(Records drawn from a dataset)

^^^^^^^^

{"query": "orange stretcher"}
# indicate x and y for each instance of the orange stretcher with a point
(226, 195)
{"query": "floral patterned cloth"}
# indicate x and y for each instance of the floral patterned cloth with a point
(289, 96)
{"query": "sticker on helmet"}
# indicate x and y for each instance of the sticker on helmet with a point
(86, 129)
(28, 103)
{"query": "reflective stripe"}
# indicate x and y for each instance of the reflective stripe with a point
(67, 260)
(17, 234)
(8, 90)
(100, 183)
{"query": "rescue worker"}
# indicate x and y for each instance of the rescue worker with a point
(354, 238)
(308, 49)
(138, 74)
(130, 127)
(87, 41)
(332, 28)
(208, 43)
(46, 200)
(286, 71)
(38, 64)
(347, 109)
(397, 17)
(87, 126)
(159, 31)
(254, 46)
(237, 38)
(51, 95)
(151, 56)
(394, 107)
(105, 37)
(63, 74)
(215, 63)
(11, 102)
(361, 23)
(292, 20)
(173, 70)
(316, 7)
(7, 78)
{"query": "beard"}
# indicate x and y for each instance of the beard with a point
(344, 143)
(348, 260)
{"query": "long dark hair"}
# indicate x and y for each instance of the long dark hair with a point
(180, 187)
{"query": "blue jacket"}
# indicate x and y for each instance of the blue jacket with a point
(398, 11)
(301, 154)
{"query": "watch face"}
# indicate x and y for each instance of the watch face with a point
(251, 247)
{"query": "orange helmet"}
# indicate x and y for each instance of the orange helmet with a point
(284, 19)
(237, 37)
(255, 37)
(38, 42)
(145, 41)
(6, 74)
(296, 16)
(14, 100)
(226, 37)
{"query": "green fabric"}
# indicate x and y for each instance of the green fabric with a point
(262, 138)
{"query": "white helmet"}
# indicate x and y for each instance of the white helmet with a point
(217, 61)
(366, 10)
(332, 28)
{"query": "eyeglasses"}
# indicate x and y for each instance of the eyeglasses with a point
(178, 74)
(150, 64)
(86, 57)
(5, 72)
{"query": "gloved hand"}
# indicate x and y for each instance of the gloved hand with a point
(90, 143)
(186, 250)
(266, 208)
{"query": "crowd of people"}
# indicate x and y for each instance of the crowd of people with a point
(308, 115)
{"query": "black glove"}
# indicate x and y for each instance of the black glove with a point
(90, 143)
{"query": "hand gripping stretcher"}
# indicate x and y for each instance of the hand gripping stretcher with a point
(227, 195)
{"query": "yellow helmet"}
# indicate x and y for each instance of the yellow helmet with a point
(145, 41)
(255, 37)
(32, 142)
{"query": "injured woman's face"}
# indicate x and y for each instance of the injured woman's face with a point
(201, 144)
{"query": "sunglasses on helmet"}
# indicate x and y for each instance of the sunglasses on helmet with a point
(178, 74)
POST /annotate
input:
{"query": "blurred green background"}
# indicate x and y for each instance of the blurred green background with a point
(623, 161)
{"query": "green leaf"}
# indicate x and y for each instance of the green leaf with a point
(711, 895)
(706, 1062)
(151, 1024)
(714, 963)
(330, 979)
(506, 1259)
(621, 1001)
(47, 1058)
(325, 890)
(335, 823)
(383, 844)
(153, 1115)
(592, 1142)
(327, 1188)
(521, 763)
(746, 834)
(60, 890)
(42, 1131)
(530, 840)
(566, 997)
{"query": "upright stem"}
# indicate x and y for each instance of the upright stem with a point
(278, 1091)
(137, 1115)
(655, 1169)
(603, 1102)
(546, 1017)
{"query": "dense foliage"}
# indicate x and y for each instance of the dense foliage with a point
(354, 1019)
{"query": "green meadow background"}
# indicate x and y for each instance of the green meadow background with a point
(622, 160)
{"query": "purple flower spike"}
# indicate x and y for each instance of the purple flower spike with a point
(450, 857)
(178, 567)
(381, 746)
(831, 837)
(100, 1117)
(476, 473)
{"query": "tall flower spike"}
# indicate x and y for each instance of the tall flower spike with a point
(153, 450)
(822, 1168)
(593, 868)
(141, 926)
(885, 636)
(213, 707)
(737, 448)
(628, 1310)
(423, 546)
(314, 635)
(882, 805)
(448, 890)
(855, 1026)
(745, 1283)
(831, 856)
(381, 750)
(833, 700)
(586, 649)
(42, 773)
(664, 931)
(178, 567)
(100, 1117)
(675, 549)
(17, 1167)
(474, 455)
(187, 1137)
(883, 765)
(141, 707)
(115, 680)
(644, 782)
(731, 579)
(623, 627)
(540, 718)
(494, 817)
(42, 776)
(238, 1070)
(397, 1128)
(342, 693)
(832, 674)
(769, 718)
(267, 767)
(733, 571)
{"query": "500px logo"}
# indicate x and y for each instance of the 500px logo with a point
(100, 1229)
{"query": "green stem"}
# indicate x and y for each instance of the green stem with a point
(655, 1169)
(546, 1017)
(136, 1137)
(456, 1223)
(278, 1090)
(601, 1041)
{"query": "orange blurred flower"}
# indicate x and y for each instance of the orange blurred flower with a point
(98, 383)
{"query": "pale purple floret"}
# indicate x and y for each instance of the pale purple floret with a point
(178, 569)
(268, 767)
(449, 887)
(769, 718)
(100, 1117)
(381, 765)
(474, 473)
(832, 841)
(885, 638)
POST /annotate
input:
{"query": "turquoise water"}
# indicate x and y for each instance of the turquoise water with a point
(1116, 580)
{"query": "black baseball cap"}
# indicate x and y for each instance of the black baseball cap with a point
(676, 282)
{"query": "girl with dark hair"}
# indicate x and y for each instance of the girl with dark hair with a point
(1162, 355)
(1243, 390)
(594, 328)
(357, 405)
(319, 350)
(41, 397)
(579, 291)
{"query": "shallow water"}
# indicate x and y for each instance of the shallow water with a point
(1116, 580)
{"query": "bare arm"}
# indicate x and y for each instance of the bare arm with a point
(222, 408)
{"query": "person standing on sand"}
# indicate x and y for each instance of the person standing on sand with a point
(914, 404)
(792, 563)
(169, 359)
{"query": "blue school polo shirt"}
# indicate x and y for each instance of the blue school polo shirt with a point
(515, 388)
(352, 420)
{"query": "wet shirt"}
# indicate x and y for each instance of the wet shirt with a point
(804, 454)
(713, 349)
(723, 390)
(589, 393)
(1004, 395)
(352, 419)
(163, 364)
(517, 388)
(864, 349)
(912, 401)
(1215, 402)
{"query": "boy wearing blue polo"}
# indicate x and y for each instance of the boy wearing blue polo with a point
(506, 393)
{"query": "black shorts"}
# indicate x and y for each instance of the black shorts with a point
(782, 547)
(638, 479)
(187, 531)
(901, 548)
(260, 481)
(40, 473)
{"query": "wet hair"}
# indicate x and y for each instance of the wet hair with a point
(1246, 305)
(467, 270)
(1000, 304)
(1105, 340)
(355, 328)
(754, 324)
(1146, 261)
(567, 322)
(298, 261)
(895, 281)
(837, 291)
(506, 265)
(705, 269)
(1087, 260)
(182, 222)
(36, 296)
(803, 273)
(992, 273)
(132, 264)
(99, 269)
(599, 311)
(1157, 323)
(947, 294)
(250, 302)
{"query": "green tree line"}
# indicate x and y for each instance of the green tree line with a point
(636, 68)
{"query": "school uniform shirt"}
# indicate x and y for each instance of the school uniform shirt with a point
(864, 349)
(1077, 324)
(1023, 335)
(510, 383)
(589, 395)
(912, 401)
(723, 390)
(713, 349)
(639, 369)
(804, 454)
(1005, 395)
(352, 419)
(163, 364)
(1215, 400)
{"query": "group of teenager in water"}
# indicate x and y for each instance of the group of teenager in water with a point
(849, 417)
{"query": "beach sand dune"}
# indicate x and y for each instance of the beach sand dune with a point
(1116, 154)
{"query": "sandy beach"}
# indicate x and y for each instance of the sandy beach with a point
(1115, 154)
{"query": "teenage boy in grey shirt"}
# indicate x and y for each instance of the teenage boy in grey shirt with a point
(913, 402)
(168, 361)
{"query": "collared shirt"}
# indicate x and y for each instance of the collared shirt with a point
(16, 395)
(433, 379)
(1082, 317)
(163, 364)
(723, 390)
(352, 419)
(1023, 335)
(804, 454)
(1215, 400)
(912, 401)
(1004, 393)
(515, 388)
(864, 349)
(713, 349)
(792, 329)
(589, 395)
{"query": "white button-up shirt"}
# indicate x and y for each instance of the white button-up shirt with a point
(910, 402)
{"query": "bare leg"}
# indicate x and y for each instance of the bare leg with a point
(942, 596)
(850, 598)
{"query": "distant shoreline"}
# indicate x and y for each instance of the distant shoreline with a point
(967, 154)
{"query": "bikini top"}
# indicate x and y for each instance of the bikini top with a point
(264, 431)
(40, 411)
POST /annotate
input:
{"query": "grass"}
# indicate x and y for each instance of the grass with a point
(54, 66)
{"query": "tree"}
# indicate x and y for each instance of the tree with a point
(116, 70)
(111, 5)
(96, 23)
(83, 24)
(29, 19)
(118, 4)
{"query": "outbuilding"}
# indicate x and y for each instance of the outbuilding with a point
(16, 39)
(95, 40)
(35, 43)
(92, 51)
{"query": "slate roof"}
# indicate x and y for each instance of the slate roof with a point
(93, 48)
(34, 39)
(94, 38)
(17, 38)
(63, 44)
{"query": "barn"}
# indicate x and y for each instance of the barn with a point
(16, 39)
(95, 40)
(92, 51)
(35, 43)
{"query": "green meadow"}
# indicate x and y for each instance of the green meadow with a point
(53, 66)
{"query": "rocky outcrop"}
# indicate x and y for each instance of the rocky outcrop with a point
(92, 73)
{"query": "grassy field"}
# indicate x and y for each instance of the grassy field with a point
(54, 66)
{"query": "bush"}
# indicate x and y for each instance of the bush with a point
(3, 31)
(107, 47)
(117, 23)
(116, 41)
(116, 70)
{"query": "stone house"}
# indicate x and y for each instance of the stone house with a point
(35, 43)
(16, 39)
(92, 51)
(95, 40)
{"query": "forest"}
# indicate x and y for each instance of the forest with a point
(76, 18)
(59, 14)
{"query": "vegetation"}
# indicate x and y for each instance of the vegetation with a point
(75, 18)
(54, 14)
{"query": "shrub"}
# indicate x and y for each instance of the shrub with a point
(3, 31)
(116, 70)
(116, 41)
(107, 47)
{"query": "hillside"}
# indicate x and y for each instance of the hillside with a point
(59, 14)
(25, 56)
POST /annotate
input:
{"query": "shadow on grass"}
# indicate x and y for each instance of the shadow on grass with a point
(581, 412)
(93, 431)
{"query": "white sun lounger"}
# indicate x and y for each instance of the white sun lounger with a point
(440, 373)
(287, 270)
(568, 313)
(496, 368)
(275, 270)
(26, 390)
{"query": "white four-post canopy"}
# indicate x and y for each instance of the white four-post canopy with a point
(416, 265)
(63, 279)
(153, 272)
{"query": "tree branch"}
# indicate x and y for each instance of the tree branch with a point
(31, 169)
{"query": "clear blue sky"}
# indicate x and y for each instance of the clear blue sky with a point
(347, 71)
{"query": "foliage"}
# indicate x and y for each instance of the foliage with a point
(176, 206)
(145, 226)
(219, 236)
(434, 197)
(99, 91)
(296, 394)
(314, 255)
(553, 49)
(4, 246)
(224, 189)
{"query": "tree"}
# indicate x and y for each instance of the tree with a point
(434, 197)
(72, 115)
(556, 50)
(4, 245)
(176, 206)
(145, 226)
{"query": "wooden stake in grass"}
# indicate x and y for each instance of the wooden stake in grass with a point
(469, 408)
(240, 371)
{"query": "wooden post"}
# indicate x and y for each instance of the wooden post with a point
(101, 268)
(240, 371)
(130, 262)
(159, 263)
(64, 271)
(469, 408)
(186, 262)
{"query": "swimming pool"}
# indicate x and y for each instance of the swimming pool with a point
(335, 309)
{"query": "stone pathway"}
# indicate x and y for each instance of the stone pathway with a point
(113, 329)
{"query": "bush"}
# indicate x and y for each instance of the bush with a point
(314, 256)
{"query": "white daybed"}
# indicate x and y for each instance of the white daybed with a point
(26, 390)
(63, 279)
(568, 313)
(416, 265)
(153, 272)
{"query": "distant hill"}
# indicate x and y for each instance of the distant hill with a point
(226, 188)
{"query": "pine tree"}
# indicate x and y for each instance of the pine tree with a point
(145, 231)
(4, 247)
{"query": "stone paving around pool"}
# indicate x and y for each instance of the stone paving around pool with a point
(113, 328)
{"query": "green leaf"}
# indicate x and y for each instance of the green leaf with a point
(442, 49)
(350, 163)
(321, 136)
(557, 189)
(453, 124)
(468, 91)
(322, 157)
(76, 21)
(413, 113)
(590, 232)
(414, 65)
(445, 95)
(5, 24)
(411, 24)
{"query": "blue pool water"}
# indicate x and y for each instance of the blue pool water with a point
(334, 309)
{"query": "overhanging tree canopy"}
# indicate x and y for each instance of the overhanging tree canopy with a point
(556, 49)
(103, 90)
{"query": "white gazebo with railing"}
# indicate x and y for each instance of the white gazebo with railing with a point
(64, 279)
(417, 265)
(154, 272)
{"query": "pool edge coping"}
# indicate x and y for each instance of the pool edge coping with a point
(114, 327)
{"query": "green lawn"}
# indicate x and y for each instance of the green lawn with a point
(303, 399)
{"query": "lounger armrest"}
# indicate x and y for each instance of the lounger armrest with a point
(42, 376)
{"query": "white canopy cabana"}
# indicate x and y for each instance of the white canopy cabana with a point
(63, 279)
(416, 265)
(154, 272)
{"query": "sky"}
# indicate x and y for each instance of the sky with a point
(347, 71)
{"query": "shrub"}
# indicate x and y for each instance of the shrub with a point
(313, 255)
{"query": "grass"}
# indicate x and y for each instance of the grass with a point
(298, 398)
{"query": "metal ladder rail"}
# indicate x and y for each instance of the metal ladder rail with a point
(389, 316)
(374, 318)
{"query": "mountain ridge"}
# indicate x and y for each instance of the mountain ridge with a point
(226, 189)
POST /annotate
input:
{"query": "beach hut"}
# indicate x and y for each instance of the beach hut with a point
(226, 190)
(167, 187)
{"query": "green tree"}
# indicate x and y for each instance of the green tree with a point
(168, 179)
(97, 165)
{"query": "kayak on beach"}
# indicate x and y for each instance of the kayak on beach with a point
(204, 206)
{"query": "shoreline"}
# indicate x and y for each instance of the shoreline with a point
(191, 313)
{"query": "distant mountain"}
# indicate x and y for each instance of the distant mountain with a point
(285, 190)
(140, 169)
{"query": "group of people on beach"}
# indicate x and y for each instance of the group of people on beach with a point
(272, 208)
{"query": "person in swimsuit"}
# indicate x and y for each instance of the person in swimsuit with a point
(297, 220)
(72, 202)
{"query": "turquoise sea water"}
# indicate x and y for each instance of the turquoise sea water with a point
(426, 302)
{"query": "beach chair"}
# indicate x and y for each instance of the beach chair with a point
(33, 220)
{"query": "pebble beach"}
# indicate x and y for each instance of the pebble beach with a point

^^^^^^^^

* **DIRECTIONS**
Within the records, filter for lines that contain the word "pebble" and show each one.

* **RESPONSE**
{"query": "pebble beach"}
# indicate x and y for each instance of the pebble beach with a point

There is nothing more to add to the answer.